- [THE PROBLEM]:
Copy out all of the stored items below word for word, leaving every line unchanged.

- [Stored items]:
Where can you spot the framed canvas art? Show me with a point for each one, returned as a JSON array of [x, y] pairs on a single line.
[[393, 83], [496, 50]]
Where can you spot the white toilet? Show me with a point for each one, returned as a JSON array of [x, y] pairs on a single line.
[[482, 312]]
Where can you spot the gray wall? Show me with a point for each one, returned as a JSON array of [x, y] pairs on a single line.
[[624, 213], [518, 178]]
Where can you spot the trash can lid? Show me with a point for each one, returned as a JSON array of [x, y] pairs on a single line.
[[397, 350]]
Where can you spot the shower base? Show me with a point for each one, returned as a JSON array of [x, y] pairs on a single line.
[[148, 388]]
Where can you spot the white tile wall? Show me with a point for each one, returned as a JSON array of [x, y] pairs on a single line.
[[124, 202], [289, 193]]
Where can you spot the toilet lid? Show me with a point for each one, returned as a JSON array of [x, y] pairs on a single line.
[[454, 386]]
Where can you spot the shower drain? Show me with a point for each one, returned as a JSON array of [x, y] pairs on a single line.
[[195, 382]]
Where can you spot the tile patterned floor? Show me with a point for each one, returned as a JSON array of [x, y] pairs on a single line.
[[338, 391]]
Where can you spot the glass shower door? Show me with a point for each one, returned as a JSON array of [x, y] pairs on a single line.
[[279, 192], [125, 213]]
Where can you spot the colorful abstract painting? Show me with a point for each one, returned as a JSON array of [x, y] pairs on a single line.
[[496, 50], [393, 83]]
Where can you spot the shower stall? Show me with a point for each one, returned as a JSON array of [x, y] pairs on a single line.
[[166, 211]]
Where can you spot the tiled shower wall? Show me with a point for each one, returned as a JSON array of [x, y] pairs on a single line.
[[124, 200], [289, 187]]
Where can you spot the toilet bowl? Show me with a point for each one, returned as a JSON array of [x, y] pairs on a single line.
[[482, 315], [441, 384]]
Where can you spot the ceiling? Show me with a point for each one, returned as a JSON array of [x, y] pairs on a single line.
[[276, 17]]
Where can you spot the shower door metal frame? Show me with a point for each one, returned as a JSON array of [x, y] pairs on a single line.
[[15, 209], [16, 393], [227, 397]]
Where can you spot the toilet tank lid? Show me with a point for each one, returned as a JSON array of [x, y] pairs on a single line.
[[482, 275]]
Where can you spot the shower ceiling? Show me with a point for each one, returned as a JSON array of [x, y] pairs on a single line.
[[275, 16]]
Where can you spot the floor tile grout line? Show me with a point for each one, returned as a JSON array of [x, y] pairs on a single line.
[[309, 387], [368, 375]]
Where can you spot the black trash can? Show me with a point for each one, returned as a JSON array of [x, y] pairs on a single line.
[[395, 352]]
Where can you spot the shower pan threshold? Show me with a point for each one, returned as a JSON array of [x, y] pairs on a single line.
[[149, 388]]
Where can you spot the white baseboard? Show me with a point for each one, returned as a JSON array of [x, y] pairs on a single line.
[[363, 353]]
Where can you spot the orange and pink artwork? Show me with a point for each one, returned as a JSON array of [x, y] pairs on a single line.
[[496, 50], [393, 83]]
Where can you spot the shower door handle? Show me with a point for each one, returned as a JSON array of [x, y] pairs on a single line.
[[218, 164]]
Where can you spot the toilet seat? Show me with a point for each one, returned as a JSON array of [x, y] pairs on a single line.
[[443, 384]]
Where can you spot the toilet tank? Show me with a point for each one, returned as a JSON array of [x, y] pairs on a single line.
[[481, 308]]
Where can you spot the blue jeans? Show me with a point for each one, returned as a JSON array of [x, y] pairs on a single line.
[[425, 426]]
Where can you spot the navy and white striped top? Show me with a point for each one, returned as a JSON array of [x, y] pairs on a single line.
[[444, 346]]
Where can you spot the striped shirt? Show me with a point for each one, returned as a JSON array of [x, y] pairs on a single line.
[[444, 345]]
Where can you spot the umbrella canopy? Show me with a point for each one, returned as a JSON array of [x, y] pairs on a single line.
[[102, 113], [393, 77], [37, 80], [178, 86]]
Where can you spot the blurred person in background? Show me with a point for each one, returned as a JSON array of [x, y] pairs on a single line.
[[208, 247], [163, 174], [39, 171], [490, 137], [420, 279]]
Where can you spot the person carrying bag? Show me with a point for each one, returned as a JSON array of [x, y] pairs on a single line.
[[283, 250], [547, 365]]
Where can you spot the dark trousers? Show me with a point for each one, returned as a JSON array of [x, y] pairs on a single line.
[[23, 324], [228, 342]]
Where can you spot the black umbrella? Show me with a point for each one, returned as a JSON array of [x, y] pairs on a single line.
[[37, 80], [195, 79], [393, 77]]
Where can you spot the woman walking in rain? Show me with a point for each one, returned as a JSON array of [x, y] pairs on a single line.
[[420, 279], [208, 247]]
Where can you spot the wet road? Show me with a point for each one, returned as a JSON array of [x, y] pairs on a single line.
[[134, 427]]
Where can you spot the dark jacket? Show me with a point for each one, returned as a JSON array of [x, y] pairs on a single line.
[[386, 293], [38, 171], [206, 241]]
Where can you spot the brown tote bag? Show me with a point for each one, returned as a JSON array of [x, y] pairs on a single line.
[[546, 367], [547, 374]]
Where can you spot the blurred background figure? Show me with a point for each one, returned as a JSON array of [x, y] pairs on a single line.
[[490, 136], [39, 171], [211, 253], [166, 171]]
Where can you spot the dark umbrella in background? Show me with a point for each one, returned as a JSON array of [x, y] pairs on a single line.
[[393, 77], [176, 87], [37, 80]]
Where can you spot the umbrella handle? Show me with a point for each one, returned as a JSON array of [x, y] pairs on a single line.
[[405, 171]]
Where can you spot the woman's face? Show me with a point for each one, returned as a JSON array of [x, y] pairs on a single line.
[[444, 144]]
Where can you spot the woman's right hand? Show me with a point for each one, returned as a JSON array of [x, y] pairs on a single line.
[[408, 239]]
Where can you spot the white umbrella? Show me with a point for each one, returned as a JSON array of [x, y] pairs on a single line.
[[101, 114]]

- [THE SOLUTION]:
Where can you spot the framed canvas art? Show me with a point for each one, returned as a JSON array of [x, y] pairs on a single line.
[[393, 83], [496, 50]]
Where can you spot the white toilet? Show me with a point for each one, returned as a JSON array of [x, y] pairs on a single line.
[[482, 312]]
Where can you spot the gray wall? Show me with a point for each one, returned as a JSON array of [x, y] pairs on a single line.
[[624, 213], [518, 178]]
Where can you spot the trash can lid? Show me with a point for each one, returned as a JSON array of [x, y] pairs on a single line.
[[397, 350]]
Where can you spot the shower base? Show me with a point for each one, returned as a JSON array of [x, y] pairs on a single line.
[[148, 388]]
Where can you spot the white tile wall? Show me with a point for each one, returned as a JSON array of [x, y] pairs on a single line.
[[124, 202], [289, 193]]
Where can you spot the toilet lid? Show me with a point for each one, returned as a JSON array of [x, y] pairs on a single line.
[[454, 386]]
Where can you spot the shower drain? Show me with a point for each one, returned as a JSON array of [x, y] pairs on a single line.
[[195, 382]]
Where can you spot the tile patterned floor? Show me with a point for each one, returned as a JSON array of [x, y] pairs on a single line.
[[338, 391]]
Where can you spot the glass shower door? Show me with a point for each one, returned as a JSON array of [x, y] pairs on a single line.
[[279, 192], [125, 213]]
Where can you spot the colorful abstract painting? Show me with a point for each one, returned as a JSON array of [x, y] pairs on a single line.
[[496, 50], [393, 83]]
Where can you spot the shower stall? Show me with a point for each one, returned as a JSON array of [x, y] pairs on a single line.
[[166, 211]]
Where can you spot the tiled shower wall? Show me with a point for each one, returned as a JSON array of [x, y] pairs on a single line.
[[124, 200], [289, 187]]
Where can you spot the toilet bowl? Show me with a point for each one, returned as a JSON array of [x, y] pairs on a single line.
[[482, 315], [441, 384]]
Where can you spot the ceiling? Show me with a point for each one, returned as a JSON array of [x, y] pairs on a single line.
[[276, 17]]
Where can you spot the shower door metal frame? Show me with a point for each one, returned as a JSON array of [x, y] pairs on a single line.
[[15, 209], [16, 393], [227, 397]]
Where can you spot the toilet tank lid? Show me with a point for each one, returned as a JSON array of [x, y] pairs on a single line.
[[482, 275]]
Where can you spot the shower ceiling? Show me with a point for each one, returned as a JSON array of [x, y] pairs on a single line.
[[275, 16]]
Where can you spot the floor tile grout line? Show me with a point for each one, returned as a JSON array of [x, y] pairs on a single line.
[[309, 387], [368, 375]]
Where can you spot the black trash can? Show me with a point for each one, returned as a JSON array of [x, y] pairs on a single line.
[[395, 352]]
Where can you spot the shower pan threshold? Show me with a point for each one, returned as a JSON array of [x, y] pairs on a single line.
[[149, 388]]
Where can you spot the white baseboard? Show me with a point for each one, returned as a JSON array of [x, y] pairs on a single line.
[[363, 353]]
Where can you spot the orange and pink artwork? Show me with a point for each one, returned as a JSON array of [x, y] pairs on a single line.
[[496, 50], [393, 83]]
Where can you spot the shower door handle? Show me with a point for each one, returned as a JSON array of [x, y] pairs on a single line.
[[218, 164]]
Where can you spot the toilet seat? Show me with a point for each one, returned as a JSON array of [x, y] pairs on a single line.
[[443, 384]]
Where can you spot the toilet tank? Show me with a point for each one, returned as a JSON array of [x, y] pairs on a single line.
[[481, 308]]
Where can you spot the blue jeans? Show me with a point for each one, returned as a JSON array of [x, y] pairs on a single line.
[[425, 426]]
Where can you spot the navy and white striped top? Show me with a point for each one, returned as a JSON array of [x, y] pairs on a single line.
[[444, 346]]
Where can you spot the striped shirt? Show me with a point for each one, returned as a JSON array of [x, y] pairs on a single line.
[[444, 345]]
Where can you spot the umbrella canopy? Show me with a point for each one, returned as a JSON array of [x, y] pairs on a single line.
[[102, 113], [393, 77], [37, 80], [178, 86]]
Where can you spot the blurred person in background? Show me with a point for each one, returned as a JSON array of [x, y] pairs on a single line.
[[208, 247], [163, 174], [39, 171], [490, 137], [420, 279]]
Where can you spot the person carrying bag? Show me with a point for each one, returned as a JSON array of [x, y] pairs on a single line.
[[283, 250], [547, 365]]
Where can you spot the dark trousers? Show me with a point for each one, returned as a JSON array of [x, y] pairs on a single line.
[[23, 324], [228, 342]]
Where can you spot the black umbrella? Show me with a point for each one, returned as a JSON array of [x, y] pairs on a single line.
[[37, 80], [195, 79], [393, 77]]
Where can you spot the woman walking in rain? Show me with a point for each one, returned as a JSON array of [x, y] pairs on a single line.
[[420, 279], [208, 247]]
Where can you spot the wet road? Show me with a point for each one, returned as a JSON array of [x, y] pairs on a single line.
[[134, 427]]
Where can you spot the dark jacket? Show me with a point for each one, returned as a JSON array of [x, y] pairs on a single line.
[[386, 293], [38, 171], [206, 241]]
Where can you spot the brown tote bag? Show me with a point for each one, returned as a JSON array of [x, y] pairs on a single line.
[[546, 367], [547, 374]]
Where can you spot the blurred background figure? Show me with a point for each one, returned as a JSON array of [x, y] pairs on a single line.
[[490, 136], [39, 171], [211, 253], [166, 171]]
Where can you spot the dark umbrella in background? Show me with a point for each one, returned as a JSON array of [x, y] pairs on a single line.
[[393, 77], [176, 87], [37, 80]]
Where can you spot the umbrella handle? Show me with a point for each one, returned as a JSON array of [x, y] pairs on a single line.
[[405, 171]]
Where can you spot the woman's face? Show me with a point for each one, returned as a JSON array of [x, y] pairs on a single line.
[[444, 144]]
Where can you spot the woman's right hand? Show me with a point for each one, returned as a JSON array of [x, y] pairs on a single line.
[[408, 239]]
Where can you spot the white umbrella? Show me with a point for each one, returned as a JSON array of [x, y] pairs on a single line.
[[101, 114]]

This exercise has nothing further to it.